▸ WORK ITEM
Every line that contains "below" must be located and copied from the data.

▸ TASK DATA
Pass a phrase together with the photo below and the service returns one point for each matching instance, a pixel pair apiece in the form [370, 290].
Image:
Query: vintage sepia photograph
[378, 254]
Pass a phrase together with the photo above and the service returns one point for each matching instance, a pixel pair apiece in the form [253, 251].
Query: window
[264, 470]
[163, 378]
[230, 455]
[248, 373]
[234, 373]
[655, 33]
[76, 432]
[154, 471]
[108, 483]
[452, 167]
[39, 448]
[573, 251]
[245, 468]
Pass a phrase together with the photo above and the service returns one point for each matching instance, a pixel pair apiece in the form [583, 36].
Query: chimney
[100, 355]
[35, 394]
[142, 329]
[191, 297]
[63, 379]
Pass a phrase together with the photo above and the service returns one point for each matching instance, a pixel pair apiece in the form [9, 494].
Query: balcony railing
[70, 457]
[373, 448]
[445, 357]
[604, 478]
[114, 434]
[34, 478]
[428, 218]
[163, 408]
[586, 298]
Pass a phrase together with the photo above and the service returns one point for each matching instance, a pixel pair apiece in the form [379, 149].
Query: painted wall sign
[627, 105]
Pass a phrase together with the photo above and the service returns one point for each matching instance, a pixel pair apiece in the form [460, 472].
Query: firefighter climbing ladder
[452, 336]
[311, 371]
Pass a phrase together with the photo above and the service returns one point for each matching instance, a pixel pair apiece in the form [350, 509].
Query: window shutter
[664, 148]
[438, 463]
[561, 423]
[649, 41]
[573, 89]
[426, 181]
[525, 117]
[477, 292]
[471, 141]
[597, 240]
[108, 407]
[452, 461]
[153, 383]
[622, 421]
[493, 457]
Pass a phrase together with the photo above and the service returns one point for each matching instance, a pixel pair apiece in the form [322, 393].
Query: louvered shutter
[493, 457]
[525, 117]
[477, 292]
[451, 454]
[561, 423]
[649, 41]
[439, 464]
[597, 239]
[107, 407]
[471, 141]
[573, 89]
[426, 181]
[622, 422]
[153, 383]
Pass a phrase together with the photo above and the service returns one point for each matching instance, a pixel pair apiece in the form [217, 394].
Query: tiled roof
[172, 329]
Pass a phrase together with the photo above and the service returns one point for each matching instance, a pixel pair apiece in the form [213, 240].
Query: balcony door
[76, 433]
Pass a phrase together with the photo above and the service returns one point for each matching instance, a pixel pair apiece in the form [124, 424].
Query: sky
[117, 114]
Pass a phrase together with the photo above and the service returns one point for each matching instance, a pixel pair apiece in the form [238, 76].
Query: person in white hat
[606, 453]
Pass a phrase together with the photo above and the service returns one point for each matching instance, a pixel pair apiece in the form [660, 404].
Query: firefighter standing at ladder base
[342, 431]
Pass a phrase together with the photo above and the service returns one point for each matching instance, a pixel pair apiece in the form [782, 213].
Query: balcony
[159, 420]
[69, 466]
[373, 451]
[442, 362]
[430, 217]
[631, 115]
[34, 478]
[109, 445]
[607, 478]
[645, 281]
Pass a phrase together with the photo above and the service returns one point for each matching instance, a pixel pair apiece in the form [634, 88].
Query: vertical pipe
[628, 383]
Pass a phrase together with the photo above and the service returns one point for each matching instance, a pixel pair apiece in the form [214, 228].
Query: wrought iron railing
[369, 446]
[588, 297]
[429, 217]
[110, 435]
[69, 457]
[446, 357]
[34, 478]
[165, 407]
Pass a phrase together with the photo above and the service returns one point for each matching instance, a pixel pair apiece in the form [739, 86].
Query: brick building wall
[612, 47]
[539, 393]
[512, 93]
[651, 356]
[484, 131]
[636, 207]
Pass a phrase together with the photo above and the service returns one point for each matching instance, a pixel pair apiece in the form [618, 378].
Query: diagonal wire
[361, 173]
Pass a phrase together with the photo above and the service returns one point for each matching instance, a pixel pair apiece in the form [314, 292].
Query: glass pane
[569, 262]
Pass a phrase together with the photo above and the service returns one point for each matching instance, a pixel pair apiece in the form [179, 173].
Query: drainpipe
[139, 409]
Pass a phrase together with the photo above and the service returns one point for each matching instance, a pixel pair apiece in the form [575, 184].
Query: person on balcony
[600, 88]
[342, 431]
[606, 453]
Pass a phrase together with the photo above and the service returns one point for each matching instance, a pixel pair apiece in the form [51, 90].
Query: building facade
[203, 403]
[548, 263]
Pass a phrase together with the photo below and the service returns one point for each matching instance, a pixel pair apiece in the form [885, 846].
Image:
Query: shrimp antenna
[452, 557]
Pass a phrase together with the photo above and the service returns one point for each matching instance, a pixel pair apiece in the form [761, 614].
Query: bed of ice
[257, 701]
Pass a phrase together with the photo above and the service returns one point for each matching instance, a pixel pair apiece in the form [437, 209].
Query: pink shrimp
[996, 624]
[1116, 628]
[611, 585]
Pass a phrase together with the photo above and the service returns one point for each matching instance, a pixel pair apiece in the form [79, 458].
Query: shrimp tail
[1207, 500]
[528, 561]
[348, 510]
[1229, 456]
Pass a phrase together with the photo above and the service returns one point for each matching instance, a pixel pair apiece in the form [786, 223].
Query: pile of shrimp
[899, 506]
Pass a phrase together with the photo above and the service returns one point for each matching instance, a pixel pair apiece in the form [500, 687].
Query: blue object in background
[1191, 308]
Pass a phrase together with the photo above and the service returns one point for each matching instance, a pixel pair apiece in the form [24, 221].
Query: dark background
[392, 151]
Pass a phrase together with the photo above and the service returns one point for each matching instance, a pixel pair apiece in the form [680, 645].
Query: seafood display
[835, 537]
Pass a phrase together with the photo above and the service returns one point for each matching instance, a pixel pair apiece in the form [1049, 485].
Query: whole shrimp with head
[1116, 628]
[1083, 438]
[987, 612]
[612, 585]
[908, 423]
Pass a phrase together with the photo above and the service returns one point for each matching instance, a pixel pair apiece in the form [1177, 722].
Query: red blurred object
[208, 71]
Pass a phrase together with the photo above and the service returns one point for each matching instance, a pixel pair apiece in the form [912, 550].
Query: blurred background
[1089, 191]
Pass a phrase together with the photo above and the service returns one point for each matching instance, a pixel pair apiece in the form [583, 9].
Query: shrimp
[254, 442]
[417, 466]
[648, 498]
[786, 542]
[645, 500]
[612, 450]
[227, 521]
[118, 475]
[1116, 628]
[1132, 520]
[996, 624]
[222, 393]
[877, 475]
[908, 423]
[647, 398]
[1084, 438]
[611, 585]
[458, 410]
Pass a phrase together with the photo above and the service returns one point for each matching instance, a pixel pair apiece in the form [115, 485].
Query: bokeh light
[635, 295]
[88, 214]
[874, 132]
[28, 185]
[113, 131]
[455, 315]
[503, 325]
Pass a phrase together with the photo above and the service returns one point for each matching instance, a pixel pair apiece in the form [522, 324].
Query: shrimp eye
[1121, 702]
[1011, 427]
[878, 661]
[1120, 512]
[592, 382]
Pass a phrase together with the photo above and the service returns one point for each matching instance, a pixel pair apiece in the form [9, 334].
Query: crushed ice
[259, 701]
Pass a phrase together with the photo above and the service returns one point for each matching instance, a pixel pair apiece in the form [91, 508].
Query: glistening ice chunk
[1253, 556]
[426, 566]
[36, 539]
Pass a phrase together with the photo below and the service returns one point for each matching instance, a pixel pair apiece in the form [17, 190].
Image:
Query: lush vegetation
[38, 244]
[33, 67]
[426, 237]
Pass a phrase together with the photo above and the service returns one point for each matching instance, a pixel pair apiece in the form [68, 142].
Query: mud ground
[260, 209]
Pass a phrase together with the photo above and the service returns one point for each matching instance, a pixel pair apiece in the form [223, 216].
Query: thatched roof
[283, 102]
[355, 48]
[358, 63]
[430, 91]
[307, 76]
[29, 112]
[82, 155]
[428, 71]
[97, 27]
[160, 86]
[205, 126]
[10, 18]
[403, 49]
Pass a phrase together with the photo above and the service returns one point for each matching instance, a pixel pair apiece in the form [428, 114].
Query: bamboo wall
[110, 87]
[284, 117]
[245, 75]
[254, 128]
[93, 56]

▸ TASK RESPONSE
Pass a phrase together with the photo below and the service returns one point for each matching instance, a pixel pair apiece in the form [370, 290].
Pass a phrase together with the photo below and the service returns one point for each matching instance, a pixel pair apiece in the form [885, 846].
Pass a phrase together with the photo below and the service returns one point for each matching instance, a pixel pair apiece in the form [17, 190].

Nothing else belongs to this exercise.